** Extracted data follows **
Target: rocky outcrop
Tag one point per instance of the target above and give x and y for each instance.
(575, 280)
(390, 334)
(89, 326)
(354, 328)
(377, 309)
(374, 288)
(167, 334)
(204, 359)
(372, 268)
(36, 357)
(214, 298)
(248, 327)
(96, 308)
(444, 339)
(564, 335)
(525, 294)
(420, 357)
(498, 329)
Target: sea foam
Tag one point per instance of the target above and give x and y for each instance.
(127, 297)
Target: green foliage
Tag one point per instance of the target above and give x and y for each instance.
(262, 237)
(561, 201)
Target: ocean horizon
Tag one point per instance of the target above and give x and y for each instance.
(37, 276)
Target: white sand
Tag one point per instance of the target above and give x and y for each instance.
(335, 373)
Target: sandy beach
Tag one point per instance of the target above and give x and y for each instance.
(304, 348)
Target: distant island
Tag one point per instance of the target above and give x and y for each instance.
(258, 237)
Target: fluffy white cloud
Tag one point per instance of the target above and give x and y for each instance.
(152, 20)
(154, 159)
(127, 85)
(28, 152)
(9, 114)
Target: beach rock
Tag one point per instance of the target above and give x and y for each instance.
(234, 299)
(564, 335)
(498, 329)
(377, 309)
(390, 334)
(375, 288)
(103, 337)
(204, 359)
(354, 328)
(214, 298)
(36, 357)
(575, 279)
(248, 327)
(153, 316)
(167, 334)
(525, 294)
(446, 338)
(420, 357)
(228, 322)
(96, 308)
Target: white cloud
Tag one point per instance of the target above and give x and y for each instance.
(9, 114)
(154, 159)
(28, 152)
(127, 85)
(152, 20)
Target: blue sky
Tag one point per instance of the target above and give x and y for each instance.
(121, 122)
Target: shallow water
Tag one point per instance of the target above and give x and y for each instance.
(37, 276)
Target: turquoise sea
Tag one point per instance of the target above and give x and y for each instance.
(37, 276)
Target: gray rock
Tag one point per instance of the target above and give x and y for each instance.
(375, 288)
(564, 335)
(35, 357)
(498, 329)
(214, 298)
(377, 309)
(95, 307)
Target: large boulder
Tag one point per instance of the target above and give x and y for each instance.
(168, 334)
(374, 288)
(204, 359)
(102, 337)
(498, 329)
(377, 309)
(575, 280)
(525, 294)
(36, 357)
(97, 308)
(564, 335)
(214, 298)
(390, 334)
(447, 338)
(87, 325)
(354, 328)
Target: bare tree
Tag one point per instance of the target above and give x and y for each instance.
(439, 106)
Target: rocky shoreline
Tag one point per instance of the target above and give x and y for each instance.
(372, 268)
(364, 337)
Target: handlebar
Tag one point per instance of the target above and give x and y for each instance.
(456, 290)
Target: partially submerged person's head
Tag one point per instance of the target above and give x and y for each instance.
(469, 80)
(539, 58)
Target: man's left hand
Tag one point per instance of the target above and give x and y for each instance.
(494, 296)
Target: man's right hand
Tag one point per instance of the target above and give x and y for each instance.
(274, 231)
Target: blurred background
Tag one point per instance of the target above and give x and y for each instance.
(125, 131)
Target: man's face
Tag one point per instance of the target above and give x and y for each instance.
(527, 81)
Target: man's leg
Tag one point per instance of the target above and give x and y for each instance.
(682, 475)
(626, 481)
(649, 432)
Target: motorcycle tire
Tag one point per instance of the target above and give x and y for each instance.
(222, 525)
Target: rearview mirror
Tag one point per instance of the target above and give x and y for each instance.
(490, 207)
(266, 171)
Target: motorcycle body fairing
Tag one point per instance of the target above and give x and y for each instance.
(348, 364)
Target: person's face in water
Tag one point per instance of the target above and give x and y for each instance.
** End of Extracted data **
→ **Assignment**
The records above should be repeated exactly. Print them all.

→ **Written answer**
Target: rocky outcrop
Tag one point per instance of the target above and give x and y for each instance.
(575, 280)
(390, 334)
(89, 326)
(354, 328)
(377, 309)
(374, 288)
(167, 334)
(204, 359)
(372, 268)
(36, 357)
(214, 298)
(248, 327)
(96, 308)
(444, 339)
(564, 335)
(525, 294)
(420, 357)
(498, 329)
Target: sea foam
Tag one point per instance of the target above and give x and y for each instance.
(127, 297)
Target: green foliage
Tag one point per instance of the target above and give x and y for each instance.
(262, 237)
(561, 201)
Target: ocean horizon
Tag one point per instance of the target above and give x and y for each instance.
(37, 276)
Target: white sand
Tag one point per instance of the target above and give x and y for each instance.
(335, 373)
Target: sandy beach
Tag one point per instance of the target above and give x and y for each instance.
(304, 348)
Target: distant island
Tag one point per instance of the target above and give x and y for each instance.
(258, 237)
Target: fluffy white cloud
Tag one point per instance of the target above and give x and y for each instance.
(152, 20)
(154, 159)
(127, 85)
(28, 152)
(9, 114)
Target: beach rock
Tag one point per instance of the target above and give x and y for each instance.
(234, 299)
(564, 335)
(498, 329)
(377, 309)
(390, 334)
(375, 288)
(103, 337)
(204, 359)
(354, 328)
(214, 298)
(36, 357)
(575, 279)
(248, 327)
(153, 316)
(167, 334)
(525, 294)
(446, 338)
(420, 357)
(228, 322)
(96, 308)
Target: white cloud
Tag one point per instance of the target above and give x and y for each instance.
(9, 114)
(154, 159)
(28, 152)
(127, 85)
(152, 20)
Target: blue sky
Tag one point per instance of the target above and give x and y for each instance.
(121, 122)
Target: shallow water
Tag one point per instance of the target above and give x and y for each instance.
(37, 276)
Target: turquoise sea
Tag one point per instance of the target above and give x and y for each instance.
(37, 276)
Target: gray rock
Tag one point per instance of the target above and give x and y for each instance.
(375, 288)
(564, 335)
(35, 357)
(498, 329)
(214, 298)
(377, 309)
(95, 307)
Target: large boulder
Tag one point per instance of the target above and give x and y for each instance.
(168, 334)
(374, 288)
(204, 359)
(102, 337)
(498, 329)
(377, 309)
(575, 280)
(525, 294)
(36, 357)
(97, 308)
(564, 335)
(214, 298)
(390, 334)
(447, 338)
(87, 325)
(354, 328)
Target: bare tree
Tag one point per instance of the target above and give x and y for each instance.
(439, 106)
Target: rocky shoreline
Tag one point per instance of the target above and give x and y for each instance.
(372, 268)
(364, 337)
Target: handlebar
Tag one point per instance of the target above and give x and y for each instance.
(456, 290)
Target: partially submerged person's head
Tag one point per instance of the target above and give x and y for each instance.
(469, 80)
(539, 58)
Target: man's left hand
Tag one point per instance of the target above and give x and y for each instance.
(494, 296)
Target: man's right hand
Tag one point per instance of the target above and give x and y for each instance.
(274, 231)
Target: blurred background
Tag one point per instance of the target above and give x and y for each instance.
(125, 131)
Target: man's face
Tag one point per instance of the target above and give x and y for each instance.
(527, 81)
Target: man's leg
Tag one point per instance of the target above and give x and y for each instance.
(682, 475)
(626, 481)
(649, 432)
Target: motorcycle tire
Tag one point per instance of the target above and give x and y for each instance.
(222, 525)
Target: rearview mirror
Tag one point per instance of the target above and give x and y for each instance.
(490, 207)
(266, 171)
Target: motorcycle body fairing
Tag one point per instance of the target above and give x and y for each instance.
(348, 364)
Target: person's face in water
Tag one point per instance of the target above and give x and y for each instance.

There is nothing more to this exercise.